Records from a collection
## begin

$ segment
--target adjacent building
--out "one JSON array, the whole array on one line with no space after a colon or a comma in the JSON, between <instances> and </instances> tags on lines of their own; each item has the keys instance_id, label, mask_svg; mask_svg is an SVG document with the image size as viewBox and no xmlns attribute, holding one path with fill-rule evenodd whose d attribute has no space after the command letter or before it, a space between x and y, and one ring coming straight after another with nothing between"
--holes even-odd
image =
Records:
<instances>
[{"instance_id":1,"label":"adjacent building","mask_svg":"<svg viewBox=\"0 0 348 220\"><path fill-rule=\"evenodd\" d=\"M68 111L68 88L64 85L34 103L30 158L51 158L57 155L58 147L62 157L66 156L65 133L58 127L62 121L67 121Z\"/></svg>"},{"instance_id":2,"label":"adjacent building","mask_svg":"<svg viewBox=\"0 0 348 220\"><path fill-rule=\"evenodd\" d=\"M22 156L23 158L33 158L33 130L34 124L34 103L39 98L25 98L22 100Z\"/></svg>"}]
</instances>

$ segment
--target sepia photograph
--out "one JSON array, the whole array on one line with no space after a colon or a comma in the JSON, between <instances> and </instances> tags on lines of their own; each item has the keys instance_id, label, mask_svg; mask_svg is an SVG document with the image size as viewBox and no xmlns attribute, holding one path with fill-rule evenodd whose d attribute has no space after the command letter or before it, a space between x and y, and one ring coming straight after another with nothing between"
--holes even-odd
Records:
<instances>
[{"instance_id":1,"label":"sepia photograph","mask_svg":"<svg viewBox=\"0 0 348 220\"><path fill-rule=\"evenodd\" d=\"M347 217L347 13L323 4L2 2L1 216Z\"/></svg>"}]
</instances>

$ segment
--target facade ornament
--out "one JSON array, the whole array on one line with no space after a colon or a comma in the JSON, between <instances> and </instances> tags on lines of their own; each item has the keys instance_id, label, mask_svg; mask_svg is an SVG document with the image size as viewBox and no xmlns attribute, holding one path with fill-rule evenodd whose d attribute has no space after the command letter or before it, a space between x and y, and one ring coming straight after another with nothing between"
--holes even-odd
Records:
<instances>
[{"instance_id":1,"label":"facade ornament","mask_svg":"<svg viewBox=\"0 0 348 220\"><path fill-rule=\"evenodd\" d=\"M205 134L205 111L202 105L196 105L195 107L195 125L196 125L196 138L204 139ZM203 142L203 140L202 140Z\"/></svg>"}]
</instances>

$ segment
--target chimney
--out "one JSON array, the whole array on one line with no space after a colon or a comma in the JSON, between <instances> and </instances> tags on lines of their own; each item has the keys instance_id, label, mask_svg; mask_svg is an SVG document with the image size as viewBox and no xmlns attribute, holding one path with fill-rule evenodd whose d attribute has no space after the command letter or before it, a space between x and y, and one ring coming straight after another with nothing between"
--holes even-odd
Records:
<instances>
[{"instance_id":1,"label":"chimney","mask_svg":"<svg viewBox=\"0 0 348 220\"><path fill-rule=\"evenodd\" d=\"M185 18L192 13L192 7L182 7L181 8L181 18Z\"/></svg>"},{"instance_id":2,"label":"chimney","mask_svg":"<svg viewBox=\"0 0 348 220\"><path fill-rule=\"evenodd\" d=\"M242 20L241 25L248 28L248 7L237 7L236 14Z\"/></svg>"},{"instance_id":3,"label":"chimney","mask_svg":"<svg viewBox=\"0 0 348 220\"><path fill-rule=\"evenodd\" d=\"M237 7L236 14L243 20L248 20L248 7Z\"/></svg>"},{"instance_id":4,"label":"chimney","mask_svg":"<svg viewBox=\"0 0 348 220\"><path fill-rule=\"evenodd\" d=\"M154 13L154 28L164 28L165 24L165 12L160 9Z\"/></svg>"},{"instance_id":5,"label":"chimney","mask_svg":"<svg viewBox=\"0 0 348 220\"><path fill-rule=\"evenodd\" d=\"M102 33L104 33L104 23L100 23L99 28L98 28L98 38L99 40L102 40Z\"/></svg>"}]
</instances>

## end

**Stated task**
Filter the material above, keeping only the lines that contain the string "target". Matching is case-sensitive.

**Solution for this exercise**
--target adjacent building
--target sepia photograph
--target facade ornament
--target chimney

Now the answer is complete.